**Required action:** The lines below that include "target" are to be found and copied.

**Input data:**
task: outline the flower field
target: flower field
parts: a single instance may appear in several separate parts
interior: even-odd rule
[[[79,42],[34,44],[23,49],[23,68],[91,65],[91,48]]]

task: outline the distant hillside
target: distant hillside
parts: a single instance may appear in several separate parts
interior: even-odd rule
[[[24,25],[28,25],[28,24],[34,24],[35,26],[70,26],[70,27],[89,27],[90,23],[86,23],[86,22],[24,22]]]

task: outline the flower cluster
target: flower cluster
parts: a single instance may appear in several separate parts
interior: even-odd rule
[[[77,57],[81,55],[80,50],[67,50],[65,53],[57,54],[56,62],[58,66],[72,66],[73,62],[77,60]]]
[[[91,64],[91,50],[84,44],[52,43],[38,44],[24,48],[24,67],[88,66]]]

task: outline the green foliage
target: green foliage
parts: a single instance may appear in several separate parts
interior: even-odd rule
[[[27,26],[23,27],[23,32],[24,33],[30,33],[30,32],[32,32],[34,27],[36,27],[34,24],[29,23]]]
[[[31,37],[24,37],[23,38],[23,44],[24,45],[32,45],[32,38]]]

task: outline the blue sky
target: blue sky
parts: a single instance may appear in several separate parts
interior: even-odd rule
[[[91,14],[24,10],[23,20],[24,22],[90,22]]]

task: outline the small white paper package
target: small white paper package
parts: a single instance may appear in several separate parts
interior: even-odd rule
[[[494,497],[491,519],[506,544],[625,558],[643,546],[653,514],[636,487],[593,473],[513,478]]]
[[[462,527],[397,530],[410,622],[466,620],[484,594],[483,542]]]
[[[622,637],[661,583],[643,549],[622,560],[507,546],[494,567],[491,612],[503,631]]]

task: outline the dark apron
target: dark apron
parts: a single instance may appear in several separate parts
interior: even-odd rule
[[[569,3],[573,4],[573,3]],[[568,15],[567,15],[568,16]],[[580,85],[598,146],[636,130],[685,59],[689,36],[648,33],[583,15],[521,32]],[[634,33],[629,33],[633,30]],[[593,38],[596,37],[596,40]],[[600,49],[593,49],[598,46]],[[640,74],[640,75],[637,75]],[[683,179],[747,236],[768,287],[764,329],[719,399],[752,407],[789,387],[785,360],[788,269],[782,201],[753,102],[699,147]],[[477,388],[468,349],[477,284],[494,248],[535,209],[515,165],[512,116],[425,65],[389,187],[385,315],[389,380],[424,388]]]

**Answer to the problem:**
target: flower field
target: distant hillside
target: flower cluster
target: green foliage
target: blue sky
target: small white paper package
target: dark apron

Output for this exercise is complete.